_Your assignment_:
Rewrite the lines below as a numbered list, leaving out any blank lines.
=======
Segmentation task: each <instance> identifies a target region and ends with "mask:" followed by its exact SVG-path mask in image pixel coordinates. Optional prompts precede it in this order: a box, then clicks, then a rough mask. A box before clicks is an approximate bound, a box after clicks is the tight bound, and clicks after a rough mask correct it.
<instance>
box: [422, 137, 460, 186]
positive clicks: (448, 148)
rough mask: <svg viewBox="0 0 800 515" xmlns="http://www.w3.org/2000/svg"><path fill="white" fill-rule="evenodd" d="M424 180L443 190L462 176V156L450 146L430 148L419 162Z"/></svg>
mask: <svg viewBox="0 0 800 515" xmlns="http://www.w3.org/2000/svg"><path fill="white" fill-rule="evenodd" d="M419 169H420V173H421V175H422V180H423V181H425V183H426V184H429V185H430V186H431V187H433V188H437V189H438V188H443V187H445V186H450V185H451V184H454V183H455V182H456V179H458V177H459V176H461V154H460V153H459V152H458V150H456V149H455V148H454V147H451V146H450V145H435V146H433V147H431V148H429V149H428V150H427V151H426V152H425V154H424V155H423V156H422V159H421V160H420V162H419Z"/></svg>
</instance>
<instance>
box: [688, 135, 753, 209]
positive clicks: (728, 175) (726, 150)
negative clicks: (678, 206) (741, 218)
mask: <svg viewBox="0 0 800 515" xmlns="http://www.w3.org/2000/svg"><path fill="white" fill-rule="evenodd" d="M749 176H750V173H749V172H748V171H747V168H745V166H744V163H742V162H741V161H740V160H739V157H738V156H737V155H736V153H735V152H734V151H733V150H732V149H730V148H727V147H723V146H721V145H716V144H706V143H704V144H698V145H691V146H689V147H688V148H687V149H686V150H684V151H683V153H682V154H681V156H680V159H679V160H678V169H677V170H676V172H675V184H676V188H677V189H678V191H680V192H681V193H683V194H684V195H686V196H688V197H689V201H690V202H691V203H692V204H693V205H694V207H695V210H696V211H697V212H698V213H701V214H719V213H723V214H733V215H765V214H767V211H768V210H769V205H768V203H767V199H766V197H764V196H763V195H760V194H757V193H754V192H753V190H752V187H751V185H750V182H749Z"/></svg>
=======
_Answer for this exercise_:
1. Segmentation task: each <instance> identifies a target region and ends with "mask:" followed by its exact SVG-path mask in image pixel coordinates. Optional prompts precede it in this order: a box, then clicks, then a rough mask. A box before clicks is an approximate bound, a box after clicks is the tight bound, and clicks after a rough mask correct it.
2. <instance>
3. box: [422, 137, 460, 186]
4. positive clicks: (448, 148)
5. rough mask: <svg viewBox="0 0 800 515" xmlns="http://www.w3.org/2000/svg"><path fill="white" fill-rule="evenodd" d="M424 180L443 190L462 176V156L450 146L430 148L419 162Z"/></svg>
6. mask: <svg viewBox="0 0 800 515" xmlns="http://www.w3.org/2000/svg"><path fill="white" fill-rule="evenodd" d="M419 169H420V173H421V175H422V180H423V181H425V183H426V184H429V185H430V186H431V187H433V188H437V189H438V188H443V187H445V186H450V185H451V184H454V183H455V182H456V179H458V177H459V176H461V154H460V153H459V152H458V150H456V149H455V148H454V147H451V146H450V145H435V146H433V147H431V148H429V149H428V150H427V151H426V152H425V154H424V155H423V156H422V159H421V160H420V162H419Z"/></svg>
7. </instance>
8. <instance>
9. box: [688, 135, 753, 209]
10. positive clicks: (728, 175) (726, 150)
11. negative clicks: (678, 206) (741, 218)
12. mask: <svg viewBox="0 0 800 515" xmlns="http://www.w3.org/2000/svg"><path fill="white" fill-rule="evenodd" d="M749 176H750V173H749V172H748V171H747V168H745V166H744V163H742V162H741V161H740V160H739V157H738V156H737V155H736V153H735V152H734V151H733V150H732V149H730V148H727V147H723V146H721V145H716V144H706V143H704V144H698V145H691V146H689V147H688V148H687V149H686V150H684V151H683V153H682V154H681V156H680V159H679V160H678V169H677V170H676V172H675V184H676V188H677V189H678V191H680V192H681V193H683V194H684V195H686V196H688V197H689V201H690V202H691V203H692V204H693V205H694V207H695V210H696V211H697V212H698V213H701V214H719V213H723V214H733V215H765V214H767V211H768V210H769V205H768V203H767V199H766V197H764V196H763V195H760V194H757V193H754V192H753V190H752V187H751V185H750V182H749Z"/></svg>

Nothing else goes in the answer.